-- Arbeitsanweisung 1 --
Beantworte anhand des Forenthreads zum HD-Update für Stronghold diese Fragen:
(a) Bis zu welcher Auflösung stellt der Patch alle aktuellen Auflösungen in den Grafikoptionen bereit?
(b) Mit welcher Version des Spiels ist das Update nicht kompatibel?
(c) Welches Spiel will epitr gleich auspacken?

# Stronghold und Stronghold Crusader HD Update Released



## Dwayne1988 (3. November 2012)

Seit dem 1 November gibt es auf der Offiziellen Seite von Firefly einen HD Patch, der dafür sorgt das alle Aktuellen Auflösungen bis 1920x1080p in den Grafikoptionen vorhanden sind. Das Update gibt es für Stronghold und Stronghold Crusader sowie Stronghold Crusader Extreme. Das Update ist im übrigen nicht mit der Steam version Kompatibel.
Ein optischer vergleich zwischen 1920x1080 und 1024x768 siehe Anhang.

Mirrors:
Stronghold HD Patch:
Gamershell
Gamefront
Atomicgamer

Stronghold Crusader HD Patch
Gamershell
Gamefront
Atomicgamer

Stronghold Crusader ExtremeHD Patch
Gamershell
Gamefront
Atomicgamer

Quelle


----------



## epitr (3. November 2012)

Gleich mal Stronghold Crusader auspacken und eine Runde zocken 
Vielen Dank!


----------



## nulchking (3. November 2012)

-- Datenauszüge --
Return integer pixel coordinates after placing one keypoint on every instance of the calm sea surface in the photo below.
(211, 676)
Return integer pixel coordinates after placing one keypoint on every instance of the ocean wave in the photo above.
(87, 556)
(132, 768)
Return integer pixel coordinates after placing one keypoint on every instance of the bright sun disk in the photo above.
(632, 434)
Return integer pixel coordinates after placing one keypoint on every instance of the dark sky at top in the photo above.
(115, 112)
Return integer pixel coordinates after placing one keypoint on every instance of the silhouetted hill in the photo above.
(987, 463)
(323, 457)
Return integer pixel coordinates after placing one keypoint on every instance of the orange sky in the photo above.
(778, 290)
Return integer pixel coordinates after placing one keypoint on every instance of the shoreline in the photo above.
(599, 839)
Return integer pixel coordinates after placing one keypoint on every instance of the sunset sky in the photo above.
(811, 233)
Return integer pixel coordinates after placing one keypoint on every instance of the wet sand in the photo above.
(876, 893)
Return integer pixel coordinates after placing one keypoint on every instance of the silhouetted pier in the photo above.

---

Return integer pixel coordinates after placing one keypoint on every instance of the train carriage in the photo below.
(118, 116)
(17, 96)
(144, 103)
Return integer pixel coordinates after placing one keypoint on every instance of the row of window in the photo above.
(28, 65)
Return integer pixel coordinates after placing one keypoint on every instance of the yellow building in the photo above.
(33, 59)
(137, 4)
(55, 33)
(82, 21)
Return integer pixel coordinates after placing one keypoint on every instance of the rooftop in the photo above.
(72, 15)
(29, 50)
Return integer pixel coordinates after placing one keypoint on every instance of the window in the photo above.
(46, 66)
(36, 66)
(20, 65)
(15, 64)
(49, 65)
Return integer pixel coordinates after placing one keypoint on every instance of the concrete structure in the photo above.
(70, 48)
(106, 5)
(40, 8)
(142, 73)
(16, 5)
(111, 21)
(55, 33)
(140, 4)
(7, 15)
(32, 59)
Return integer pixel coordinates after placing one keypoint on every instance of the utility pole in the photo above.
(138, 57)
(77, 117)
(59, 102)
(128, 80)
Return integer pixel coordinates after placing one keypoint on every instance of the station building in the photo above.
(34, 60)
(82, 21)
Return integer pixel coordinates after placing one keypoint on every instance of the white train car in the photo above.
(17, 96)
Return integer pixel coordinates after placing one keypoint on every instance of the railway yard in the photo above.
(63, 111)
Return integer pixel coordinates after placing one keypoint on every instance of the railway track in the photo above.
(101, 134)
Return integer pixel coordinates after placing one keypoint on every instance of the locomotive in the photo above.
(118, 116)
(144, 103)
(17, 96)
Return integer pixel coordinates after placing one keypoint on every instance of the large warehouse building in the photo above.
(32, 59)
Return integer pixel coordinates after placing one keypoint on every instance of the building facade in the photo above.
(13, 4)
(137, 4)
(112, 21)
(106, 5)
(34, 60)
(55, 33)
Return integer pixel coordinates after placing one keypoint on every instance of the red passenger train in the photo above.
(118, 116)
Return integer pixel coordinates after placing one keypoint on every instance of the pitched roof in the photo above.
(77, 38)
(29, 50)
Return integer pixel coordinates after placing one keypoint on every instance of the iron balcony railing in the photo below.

-- Arbeitsanweisung 2 --
Wiederhole aus den Datensätzen die Zeilen von der Zeile mit "surface in the photo below." bis zur Zeile mit "pier in the photo above.", beide eingeschlossen. Gib nur diese Zeilen aus.

-- Ausgabe 1 --
(a) Bis 1920x1080p.
(b) Mit der Steam-Version.
(c) Stronghold Crusader.

-- Ausgabe 2 --
Return integer pixel coordinates after placing one keypoint on every instance of the calm sea surface in the photo below.
(211, 676)
Return integer pixel coordinates after placing one keypoint on every instance of the ocean wave in the photo above.
(87, 556)
(132, 768)
Return integer pixel coordinates after placing one keypoint on every instance of the bright sun disk in the photo above.
(632, 434)
Return integer pixel coordinates after placing one keypoint on every instance of the dark sky at top in the photo above.
(115, 112)
Return integer pixel coordinates after placing one keypoint on every instance of the silhouetted hill in the photo above.
(987, 463)
(323, 457)
Return integer pixel coordinates after placing one keypoint on every instance of the orange sky in the photo above.
(778, 290)
Return integer pixel coordinates after placing one keypoint on every instance of the shoreline in the photo above.
(599, 839)
Return integer pixel coordinates after placing one keypoint on every instance of the sunset sky in the photo above.
(811, 233)
Return integer pixel coordinates after placing one keypoint on every instance of the wet sand in the photo above.
(876, 893)
Return integer pixel coordinates after placing one keypoint on every instance of the silhouetted pier in the photo above.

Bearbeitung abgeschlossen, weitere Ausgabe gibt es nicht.